REQUEST: List every line in the items below that contains the string "flower", matching case exactly.

DATA SHOWN:
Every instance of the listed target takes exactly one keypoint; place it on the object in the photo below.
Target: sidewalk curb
--
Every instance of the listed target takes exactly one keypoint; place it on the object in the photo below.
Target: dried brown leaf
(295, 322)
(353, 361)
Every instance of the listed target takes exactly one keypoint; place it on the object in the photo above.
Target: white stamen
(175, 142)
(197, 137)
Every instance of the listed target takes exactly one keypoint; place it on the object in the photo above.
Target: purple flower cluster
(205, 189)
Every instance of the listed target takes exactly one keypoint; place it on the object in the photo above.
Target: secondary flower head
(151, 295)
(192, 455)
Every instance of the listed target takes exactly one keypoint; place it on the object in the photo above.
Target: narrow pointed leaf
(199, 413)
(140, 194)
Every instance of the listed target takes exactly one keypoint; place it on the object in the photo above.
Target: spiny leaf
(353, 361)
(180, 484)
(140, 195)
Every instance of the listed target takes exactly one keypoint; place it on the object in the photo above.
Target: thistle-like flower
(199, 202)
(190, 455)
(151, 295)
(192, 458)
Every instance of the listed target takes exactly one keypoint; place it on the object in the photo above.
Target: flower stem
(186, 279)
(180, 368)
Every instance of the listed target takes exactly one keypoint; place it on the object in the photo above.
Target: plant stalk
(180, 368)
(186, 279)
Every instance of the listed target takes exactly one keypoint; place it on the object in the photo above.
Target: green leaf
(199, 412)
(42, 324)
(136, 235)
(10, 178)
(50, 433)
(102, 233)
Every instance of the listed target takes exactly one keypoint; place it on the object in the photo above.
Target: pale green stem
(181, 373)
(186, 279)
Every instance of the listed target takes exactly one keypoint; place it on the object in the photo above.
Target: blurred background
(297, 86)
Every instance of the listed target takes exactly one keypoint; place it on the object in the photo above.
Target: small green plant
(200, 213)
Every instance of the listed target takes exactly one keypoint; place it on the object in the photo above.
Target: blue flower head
...
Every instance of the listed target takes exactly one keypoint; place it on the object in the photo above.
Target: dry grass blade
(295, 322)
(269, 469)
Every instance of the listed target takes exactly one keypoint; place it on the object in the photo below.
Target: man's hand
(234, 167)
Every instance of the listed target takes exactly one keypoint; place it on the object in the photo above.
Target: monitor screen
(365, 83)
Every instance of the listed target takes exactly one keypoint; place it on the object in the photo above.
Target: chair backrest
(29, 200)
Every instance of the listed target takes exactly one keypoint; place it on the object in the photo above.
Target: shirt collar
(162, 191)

SOLUTION:
Target: purple flower cluster
Target: secondary flower head
Target: thistle-like flower
Target: flower stem
Target: blue flower head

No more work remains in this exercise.